=== Dataset records ===
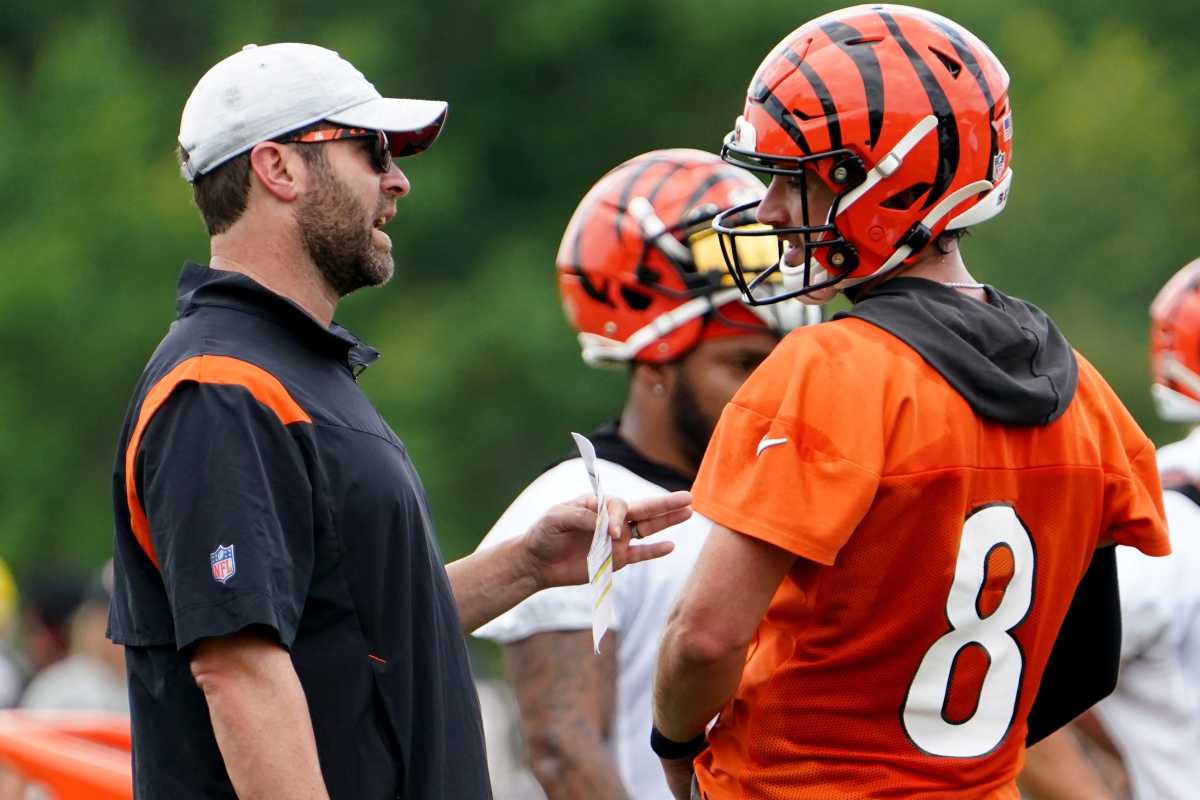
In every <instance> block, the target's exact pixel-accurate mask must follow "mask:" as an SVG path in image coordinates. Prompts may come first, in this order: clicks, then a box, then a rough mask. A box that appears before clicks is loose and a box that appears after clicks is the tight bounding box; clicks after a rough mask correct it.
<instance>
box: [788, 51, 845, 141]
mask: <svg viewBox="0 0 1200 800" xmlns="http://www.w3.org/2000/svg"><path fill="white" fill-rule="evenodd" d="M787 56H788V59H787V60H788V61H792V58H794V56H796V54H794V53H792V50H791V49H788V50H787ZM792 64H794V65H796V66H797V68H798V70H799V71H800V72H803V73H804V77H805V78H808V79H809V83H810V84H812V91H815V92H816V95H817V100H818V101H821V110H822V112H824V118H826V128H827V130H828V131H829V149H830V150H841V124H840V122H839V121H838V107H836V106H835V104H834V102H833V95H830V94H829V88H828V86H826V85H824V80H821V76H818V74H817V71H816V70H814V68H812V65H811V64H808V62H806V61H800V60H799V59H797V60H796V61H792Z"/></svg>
===
=== Dataset records ===
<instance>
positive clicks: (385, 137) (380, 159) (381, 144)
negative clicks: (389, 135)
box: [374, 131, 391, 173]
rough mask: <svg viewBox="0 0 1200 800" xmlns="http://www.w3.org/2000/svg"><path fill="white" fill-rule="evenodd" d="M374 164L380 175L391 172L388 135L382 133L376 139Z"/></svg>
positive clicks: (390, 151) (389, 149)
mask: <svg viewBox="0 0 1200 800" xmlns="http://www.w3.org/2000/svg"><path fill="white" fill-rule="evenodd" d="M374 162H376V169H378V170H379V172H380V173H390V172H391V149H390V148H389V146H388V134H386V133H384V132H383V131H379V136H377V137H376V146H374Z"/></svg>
===
Exercise description:
Return word for word the lines above from the line with "positive clicks: (385, 137)" to the line with "rough mask: <svg", including both and leaving out all others.

Solution for this problem:
positive clicks: (385, 137) (380, 159) (381, 144)
negative clicks: (389, 135)
box: [374, 131, 391, 173]
rough mask: <svg viewBox="0 0 1200 800" xmlns="http://www.w3.org/2000/svg"><path fill="white" fill-rule="evenodd" d="M374 164L380 175L391 172L388 135L382 133L376 139Z"/></svg>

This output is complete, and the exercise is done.